TEXTO PROPORCIONADO –
=====
La verdad es que desde una perspectiva puramente teórica tener que escoger solo una de esas dos opciones puede parecer de imbéciles. Pero estamos hablando de “ideologías” y en la de cada uno de nosotros hay un componente más emocional que racional, que no explica del todo por qué se opta por una y se prescinde de la otra. Con todo, Narbona tiene razón al sostener que hay rasgos propios de los perfectos idiotas de cada signo, a los que yo denomino dogmas políticos “discutibles” y él dogmas “incompatibles con el sentido común”. Por eso, si logramos descubrir esos aspectos discutibles purificaríamos los dogmas ideológicos y con ello facilitaríamos la convivencia entre todos sea cual sea la ideología de que se trate.
=====
EXTRACTOS DE LÍNEAS –
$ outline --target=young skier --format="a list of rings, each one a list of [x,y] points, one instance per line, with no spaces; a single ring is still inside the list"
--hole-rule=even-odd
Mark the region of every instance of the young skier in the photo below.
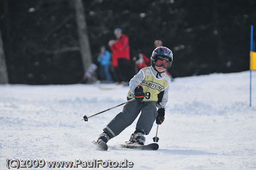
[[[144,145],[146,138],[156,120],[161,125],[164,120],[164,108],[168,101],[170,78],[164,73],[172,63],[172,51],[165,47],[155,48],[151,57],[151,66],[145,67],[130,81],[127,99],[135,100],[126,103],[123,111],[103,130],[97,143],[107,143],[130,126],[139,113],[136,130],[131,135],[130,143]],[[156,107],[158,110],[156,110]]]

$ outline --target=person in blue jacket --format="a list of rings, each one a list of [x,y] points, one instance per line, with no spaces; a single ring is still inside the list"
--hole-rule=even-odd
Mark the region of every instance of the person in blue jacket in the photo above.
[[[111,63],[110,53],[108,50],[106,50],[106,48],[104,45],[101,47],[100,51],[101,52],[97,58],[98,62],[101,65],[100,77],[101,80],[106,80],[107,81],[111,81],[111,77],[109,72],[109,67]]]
=====
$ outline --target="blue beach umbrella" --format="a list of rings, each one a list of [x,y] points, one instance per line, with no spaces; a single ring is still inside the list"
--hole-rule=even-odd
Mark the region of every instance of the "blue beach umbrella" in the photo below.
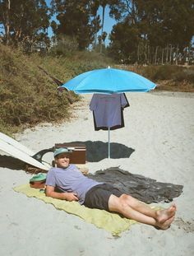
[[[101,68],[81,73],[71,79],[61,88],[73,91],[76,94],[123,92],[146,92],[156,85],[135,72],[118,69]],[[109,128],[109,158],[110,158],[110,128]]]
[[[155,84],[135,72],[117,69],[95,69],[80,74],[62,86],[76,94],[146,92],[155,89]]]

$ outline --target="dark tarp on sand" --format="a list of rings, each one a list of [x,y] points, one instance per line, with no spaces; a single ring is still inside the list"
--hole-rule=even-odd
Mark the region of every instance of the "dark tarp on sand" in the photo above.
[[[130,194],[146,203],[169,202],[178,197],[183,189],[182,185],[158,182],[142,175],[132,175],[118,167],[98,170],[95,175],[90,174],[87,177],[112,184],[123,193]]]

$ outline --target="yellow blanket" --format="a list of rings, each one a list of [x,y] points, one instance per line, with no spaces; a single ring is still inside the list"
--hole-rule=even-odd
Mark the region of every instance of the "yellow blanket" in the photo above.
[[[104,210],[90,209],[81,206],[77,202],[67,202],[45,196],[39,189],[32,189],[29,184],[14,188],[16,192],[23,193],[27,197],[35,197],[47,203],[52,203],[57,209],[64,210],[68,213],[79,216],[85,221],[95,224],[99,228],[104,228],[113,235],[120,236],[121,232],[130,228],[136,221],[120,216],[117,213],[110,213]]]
=====
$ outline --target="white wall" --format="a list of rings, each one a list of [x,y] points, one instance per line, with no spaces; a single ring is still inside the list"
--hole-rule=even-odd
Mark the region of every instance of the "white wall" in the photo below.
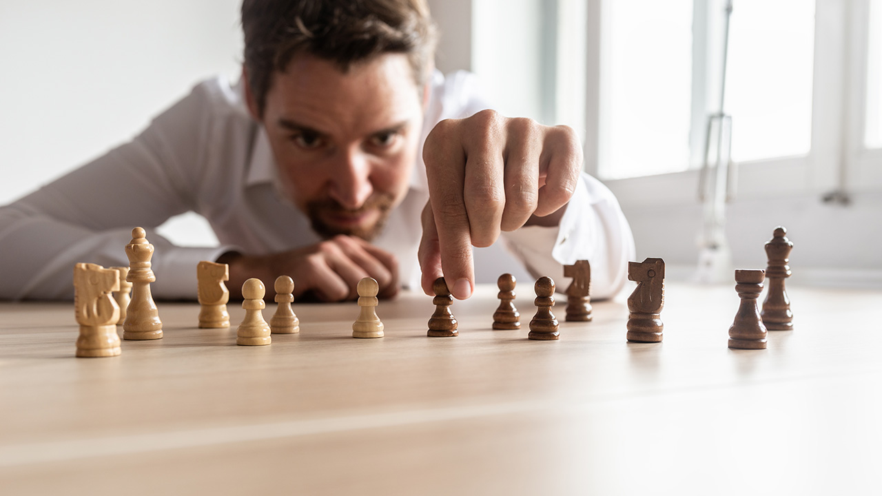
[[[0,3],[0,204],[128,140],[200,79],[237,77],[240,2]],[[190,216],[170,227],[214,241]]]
=====
TAREAS Y EJERCICIOS –
• A. En el texto sobre las ideologías, ¿cómo llama Narbona a los rasgos propios de los perfectos idiotas de cada signo?
• B. Continúa el texto sobre las ideologías a partir de su última oración.

RESPUESTAS –
• A. Dogmas "incompatibles con el sentido común".

• B.
Rasgo discutible o incompatible con el sentido común que caracteriza al perfecto idiota de izquierdas es, según Narbona, que simpatiza con los movimientos separatistas; les compra que provienen de naciones oprimidas por el Estado español y que es legítimo su anhelo de secesión y justificables la sedición y la insurgencia. Y admite todo esto incluso en el caso de todo punto injustificable de los asesinos de ETA.

Lo cierto es, sin embargo, que el nacionalismo es siempre reaccionario y regresivo, y el sueño que propugna es crear un espacio de exclusión basado en el idioma y la raza. El perfecto idiota de izquierdas no debe confundir el hecho de que los separatistas apoyen a un gobierno de izquierdas con el dato de que compartan una ideología similar y, en consecuencia, hay que simpatizar ideológicamente con ellos.

El perfecto idiota de izquierdas es también, señala Narbona, rabiosamente antiespañol. Siente una aversión incurable hacia un país que ha aportado a la Historia de la Humanidad, entre otros grandes logros, el Descubrimiento de América y un idioma en el que se expresan seiscientos millones de personas.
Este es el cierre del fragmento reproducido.